ESPECIAL SOBRE DUNGA
"Aldeia", família e amigos explicam Dunga como ele é
Folha percorre caminho trilhado pelo técnico da seleção brasileira da infância em Ijuí à ascensão no Inter e encontra admiração, muita lealdade e até o boletim escolar
MARTÍN FERNANDEZ
ENVIADO ESPECIAL A IJUÍ E A PORTO ALEGRE
Dunga gosta de se referir ao Rio Grande do Sul como sua "aldeia". Há 11 meses, quando a seleção brasileira estava prestes a enfrentar o Peru em Porto Alegre, pelas eliminatórias, afirmou: "Por aquilo que conheço da minha aldeia, há uma cultura de, antes de tudo, acreditar nas coisas positivas".
Depois de amanhã, o técnico fará o anúncio mais importante de sua carreira. Convocará os 23 jogadores que irão defender a seleção brasileira na Copa do Mundo da África do Sul, que começa daqui a 33 dias.
Será surpresa se Dunga atender aos pedidos para que chame Neymar e Paulo Henrique Ganso, jovens astros do Santos, ou até Ronaldinho, já menos cotado nas últimas semanas.
Enquanto boa parte do país está pessimista com as prováveis escolhas de Dunga, a aldeia dele pensa diferente. Foi o que a Folha percebeu ao passar uma semana no Rio Grande do Sul, para traçar os primeiros passos de Dunga no futebol.

#### Requisitos do exercício
Transcreva a reportagem sobre Dunga de "Depois de amanhã, o" a "Dunga no futebol.", substituindo "técnico" por "treinador". As linhas apresentadas a seguir constituem material à parte, independente da reportagem.

Dados de associação entre texto e região

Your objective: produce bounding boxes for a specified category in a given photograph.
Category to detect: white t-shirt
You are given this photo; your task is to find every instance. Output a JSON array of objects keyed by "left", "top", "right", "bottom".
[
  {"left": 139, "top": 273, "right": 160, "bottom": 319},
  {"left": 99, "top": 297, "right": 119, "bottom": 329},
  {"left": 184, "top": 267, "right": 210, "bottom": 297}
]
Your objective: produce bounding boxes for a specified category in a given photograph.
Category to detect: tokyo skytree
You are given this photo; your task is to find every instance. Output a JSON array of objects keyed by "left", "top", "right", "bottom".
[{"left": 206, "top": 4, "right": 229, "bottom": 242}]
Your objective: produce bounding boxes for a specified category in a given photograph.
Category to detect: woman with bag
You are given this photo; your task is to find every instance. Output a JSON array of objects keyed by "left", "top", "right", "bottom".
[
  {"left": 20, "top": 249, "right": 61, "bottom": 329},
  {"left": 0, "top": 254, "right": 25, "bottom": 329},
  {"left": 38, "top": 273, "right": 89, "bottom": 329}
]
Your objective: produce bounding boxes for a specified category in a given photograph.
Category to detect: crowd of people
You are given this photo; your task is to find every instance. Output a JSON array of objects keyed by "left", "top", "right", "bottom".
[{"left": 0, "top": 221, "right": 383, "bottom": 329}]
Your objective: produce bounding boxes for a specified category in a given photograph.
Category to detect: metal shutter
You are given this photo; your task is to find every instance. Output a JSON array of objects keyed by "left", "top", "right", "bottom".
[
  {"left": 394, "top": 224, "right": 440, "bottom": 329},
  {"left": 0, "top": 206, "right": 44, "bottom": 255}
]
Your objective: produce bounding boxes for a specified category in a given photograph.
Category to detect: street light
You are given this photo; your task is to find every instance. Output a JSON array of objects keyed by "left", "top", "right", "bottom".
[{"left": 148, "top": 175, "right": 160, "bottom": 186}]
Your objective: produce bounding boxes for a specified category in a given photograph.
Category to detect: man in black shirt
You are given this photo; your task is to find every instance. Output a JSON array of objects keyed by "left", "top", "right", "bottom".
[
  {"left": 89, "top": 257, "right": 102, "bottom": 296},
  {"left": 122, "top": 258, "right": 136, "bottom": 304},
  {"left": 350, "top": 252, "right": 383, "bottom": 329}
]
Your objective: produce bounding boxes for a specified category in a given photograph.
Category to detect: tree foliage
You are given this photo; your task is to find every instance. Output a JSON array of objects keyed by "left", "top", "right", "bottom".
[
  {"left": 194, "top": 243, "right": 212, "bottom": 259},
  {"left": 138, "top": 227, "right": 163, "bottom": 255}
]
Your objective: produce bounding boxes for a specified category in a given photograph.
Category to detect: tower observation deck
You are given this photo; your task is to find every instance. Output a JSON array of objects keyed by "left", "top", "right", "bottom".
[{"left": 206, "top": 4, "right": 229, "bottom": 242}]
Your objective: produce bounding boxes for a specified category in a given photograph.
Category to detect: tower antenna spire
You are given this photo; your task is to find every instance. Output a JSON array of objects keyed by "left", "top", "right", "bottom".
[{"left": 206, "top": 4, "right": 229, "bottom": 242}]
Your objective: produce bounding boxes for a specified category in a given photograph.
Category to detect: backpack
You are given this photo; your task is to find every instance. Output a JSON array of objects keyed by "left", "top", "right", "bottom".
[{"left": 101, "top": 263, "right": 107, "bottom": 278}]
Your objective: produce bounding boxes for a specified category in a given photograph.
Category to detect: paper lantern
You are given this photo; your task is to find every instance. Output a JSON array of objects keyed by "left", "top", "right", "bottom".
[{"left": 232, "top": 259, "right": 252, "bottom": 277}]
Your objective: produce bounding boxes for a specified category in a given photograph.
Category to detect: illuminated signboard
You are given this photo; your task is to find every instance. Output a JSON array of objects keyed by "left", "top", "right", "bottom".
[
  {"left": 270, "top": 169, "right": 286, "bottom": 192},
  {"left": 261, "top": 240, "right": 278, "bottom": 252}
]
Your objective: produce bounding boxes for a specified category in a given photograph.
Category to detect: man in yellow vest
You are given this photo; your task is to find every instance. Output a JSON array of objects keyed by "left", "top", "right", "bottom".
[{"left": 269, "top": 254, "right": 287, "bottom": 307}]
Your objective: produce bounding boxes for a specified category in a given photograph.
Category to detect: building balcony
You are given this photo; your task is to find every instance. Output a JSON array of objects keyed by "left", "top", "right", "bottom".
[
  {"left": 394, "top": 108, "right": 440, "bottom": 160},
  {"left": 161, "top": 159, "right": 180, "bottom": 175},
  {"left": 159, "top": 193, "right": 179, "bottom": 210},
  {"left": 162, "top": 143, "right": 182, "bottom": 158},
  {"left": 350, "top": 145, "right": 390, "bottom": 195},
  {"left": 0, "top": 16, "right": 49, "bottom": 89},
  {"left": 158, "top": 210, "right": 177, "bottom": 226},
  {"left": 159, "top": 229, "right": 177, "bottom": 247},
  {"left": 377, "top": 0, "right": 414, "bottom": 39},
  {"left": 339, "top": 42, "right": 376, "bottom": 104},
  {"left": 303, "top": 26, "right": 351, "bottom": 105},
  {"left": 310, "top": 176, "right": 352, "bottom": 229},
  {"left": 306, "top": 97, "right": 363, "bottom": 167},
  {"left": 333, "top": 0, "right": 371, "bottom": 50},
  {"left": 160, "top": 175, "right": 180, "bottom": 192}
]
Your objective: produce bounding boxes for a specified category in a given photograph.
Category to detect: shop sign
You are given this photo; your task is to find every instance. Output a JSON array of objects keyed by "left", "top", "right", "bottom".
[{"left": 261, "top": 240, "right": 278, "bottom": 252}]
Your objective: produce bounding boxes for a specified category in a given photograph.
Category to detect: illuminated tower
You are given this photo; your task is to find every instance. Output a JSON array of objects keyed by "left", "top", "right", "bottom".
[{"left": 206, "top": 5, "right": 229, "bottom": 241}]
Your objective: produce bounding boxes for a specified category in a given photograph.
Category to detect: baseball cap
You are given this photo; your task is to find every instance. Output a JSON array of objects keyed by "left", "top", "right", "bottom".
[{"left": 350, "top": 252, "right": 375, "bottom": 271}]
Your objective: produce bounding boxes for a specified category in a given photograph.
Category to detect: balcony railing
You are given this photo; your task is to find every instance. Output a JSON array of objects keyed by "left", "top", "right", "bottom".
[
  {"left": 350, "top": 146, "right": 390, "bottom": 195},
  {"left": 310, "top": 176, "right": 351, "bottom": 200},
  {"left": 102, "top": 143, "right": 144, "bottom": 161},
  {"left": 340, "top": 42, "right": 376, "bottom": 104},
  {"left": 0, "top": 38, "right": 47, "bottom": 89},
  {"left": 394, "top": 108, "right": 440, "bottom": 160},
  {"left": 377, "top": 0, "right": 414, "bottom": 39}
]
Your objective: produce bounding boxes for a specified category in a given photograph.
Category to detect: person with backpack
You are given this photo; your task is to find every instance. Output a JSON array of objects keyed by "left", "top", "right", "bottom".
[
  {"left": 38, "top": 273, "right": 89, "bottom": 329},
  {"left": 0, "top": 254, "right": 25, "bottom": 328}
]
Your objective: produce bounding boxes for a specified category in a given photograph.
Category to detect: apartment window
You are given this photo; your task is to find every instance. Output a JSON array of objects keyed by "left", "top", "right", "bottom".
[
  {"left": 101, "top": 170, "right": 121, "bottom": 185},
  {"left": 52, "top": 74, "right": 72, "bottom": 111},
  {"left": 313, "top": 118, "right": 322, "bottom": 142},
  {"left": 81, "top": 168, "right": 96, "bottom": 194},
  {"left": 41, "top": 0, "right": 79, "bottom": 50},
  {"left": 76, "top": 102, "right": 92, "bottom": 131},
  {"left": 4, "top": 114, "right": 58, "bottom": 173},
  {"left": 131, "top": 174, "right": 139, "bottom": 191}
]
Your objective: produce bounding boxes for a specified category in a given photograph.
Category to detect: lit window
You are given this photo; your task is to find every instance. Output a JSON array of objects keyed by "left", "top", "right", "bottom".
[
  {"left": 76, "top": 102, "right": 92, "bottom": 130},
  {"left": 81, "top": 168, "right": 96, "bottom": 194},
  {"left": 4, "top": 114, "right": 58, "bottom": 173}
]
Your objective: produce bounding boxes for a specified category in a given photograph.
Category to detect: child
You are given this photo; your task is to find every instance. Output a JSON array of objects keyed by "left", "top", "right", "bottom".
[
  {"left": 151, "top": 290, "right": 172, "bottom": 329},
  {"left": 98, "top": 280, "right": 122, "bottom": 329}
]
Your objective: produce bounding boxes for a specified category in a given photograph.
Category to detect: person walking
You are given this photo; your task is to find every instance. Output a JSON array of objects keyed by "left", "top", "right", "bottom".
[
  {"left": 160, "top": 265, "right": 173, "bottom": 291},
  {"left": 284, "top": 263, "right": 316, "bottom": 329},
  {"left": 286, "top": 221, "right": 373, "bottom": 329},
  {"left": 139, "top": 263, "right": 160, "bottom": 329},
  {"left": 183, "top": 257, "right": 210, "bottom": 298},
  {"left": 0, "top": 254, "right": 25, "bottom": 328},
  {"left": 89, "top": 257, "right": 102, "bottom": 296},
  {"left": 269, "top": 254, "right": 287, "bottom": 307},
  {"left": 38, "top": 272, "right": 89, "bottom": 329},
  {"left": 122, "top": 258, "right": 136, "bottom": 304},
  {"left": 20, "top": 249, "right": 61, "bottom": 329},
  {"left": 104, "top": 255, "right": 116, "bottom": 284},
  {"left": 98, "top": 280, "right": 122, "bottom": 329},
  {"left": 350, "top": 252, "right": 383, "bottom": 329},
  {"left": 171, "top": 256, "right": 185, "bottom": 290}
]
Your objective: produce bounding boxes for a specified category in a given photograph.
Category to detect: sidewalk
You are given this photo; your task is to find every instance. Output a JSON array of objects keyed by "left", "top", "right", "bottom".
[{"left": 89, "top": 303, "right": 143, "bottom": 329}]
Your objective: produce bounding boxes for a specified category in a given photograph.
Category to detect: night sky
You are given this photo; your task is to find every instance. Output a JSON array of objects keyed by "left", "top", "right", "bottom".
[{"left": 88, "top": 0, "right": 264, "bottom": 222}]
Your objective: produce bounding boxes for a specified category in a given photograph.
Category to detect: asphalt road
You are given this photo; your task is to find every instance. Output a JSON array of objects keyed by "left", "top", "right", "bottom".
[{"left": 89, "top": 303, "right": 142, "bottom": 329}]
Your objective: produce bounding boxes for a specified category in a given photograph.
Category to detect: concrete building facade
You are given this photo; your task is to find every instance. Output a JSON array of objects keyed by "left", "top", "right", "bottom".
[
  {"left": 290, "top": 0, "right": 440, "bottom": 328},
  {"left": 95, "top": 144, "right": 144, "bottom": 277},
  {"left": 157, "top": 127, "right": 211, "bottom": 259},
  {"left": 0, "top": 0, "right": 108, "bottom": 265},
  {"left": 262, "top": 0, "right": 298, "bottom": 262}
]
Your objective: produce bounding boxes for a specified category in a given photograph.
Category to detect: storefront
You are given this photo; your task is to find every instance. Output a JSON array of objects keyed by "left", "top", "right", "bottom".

#### Resolução da tarefa
Depois de amanhã, o treinador fará o anúncio mais importante de sua carreira. Convocará os 23 jogadores que irão defender a seleção brasileira na Copa do Mundo da África do Sul, que começa daqui a 33 dias.
Será surpresa se Dunga atender aos pedidos para que chame Neymar e Paulo Henrique Ganso, jovens astros do Santos, ou até Ronaldinho, já menos cotado nas últimas semanas.
Enquanto boa parte do país está pessimista com as prováveis escolhas de Dunga, a aldeia dele pensa diferente. Foi o que a Folha percebeu ao passar uma semana no Rio Grande do Sul, para traçar os primeiros passos de Dunga no futebol.